GIVEN PASSAGE:
- - - -

Reasons Why Email Delays Occur
Frequently asked support queries revolve around the delay in receiving certain emails, where they arrive hours after being sent. Another common inquiry is regarding the inconsistency in email delivery, specifically when emails sent at 1:00 PM are received after those sent at 1:15 PM, with a delay of approximately 30 minutes.
There are numerous factors involved in the processing of email that may impact its sending and receiving. Generally speaking, emails are typically sent and received instantaneously (within seconds). However, it is not unusual for emails to take anywhere from 15 to 30 minutes to complete the delivery process. In extremely rare instances, emails may experience delays of 24 hours or even up to 72 hours before being successfully delivered or received.
The most common cause is the send/receive cycle of the e-mail program
Companies that provide internet services, as well as email services that are accessed through a web browser. Numerous email programs and services have predetermined intervals for sending and receiving messages. These intervals typically range from a few seconds to 15 minutes. However, users have the option to adjust these intervals to shorter duration in the settings of most email programs or services.
The second most common cause for longer than expected delivery times is Anti-Virus/Spam screening programs
For the most part these programs are quick and usually only delay from a few seconds to a minute, however it is common depending on application for this process to take longer, as e-mails are screened in the order they are received and the over-all file size or attachments can cause delays.

- - - -

SOURCE INFORMATION:
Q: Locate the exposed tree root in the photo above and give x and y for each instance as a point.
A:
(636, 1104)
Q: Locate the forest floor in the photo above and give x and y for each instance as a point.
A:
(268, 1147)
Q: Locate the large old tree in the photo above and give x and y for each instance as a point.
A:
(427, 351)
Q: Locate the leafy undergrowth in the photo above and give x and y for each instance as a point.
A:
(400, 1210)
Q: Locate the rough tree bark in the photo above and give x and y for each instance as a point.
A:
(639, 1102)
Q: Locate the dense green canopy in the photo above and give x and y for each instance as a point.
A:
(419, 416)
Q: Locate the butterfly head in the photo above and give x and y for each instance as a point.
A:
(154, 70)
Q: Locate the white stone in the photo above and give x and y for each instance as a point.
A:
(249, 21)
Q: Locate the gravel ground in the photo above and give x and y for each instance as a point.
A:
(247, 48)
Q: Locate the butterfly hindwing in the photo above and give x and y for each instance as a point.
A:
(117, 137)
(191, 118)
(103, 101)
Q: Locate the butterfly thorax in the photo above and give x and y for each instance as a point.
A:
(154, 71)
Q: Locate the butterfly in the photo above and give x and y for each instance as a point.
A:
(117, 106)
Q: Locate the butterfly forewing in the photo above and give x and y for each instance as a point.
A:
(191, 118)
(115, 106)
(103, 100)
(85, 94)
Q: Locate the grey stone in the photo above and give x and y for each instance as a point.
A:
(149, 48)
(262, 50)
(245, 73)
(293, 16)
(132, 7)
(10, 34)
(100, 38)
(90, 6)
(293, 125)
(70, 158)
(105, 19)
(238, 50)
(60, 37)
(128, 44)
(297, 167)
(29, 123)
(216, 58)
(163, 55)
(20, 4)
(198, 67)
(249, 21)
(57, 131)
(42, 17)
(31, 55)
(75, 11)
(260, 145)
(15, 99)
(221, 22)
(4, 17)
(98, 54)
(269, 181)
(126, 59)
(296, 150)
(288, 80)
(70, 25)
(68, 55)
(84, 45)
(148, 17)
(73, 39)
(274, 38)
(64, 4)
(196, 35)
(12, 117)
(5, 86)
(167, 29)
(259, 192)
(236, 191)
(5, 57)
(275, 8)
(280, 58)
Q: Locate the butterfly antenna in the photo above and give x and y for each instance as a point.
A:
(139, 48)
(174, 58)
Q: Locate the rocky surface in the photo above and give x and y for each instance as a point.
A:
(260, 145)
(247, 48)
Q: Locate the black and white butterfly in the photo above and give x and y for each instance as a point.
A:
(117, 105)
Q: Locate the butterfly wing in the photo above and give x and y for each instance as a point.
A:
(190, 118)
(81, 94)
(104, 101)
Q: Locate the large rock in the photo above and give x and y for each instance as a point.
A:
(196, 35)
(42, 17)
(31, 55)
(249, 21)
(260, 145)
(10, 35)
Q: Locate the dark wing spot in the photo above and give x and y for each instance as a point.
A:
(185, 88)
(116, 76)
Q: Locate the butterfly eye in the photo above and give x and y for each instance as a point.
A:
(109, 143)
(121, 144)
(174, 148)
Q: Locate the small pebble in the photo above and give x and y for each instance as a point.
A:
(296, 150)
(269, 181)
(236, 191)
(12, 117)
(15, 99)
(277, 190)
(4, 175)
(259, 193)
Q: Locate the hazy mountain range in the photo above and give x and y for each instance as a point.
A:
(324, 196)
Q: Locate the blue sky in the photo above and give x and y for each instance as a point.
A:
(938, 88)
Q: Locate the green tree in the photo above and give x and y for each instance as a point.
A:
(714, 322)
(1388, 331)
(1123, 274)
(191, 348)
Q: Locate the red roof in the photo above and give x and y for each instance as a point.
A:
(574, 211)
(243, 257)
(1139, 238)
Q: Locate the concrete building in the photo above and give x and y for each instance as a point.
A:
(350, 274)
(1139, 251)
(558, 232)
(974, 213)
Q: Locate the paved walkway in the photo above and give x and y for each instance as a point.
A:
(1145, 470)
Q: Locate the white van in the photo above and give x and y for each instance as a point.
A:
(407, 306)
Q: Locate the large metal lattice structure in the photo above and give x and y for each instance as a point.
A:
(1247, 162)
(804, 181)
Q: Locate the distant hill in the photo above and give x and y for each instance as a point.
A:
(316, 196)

- - - -

TASK INSTRUCTIONS:
**a.** According to the email-delay passage, how long do the preset send and receive intervals of email programs usually run?
**b.** Please continue the email-delay passage from its last sentence.
None of the items are needed for what comes next.

TASK-BY-TASK OUTPUTS:
**a.** They usually run from a few seconds to 15 minutes.

**b.**
Delays ranging from a few minutes to several hours are typically caused by problems with the network or the Internet. There are many factors at play, but the most common cause is email spooling. When there is an issue with connecting to the internet or when there is a high volume of email to process, an email server may store the emails for a period of time, from a few minutes up to 72 hours. Once the issue is resolved or the service is restored, the email server starts sending out the stored emails, but it gives priority to normal traffic first. Meanwhile, the regular flow of current emails continues, and the stored emails are released when the traffic allows.
An illustration could be rush hour congestion where each car represents an email. You and a colleague both reside on the same street. You depart from work at 5:00, while your co-worker leaves at 5:15. Unfortunately, there is a collision on the freeway causing traffic to come to a halt. As you are stuck in the traffic, you hear the radio station report the accident at 5:05. Your co-worker hears this as well and decides to take an alternative route, bypassing the accident and arriving home 10 minutes earlier than you. The concept of spooling can be further clarified by drawing a comparison to the different lanes of traffic. The accident was in the right hand lane which has caused you to stop. You have to wait to move to the left lane as traffic will allow. This may also allow you co-worker who may have left minutes after you to pass you by and get home 10 minutes before you.
E-mails should rarely take extended times from sender to recipient, but should be expected from time to time. If this issue is common or persists and the majority of e-mails are taking longer than 15 minutes to complete delivery there may be an issue and should be reported. Note the default setting for automatic send and receive with most client servers and e-mail applications is 15 minutes, so unless the user is clicking the send and receive button there is a delay of 15 minutes.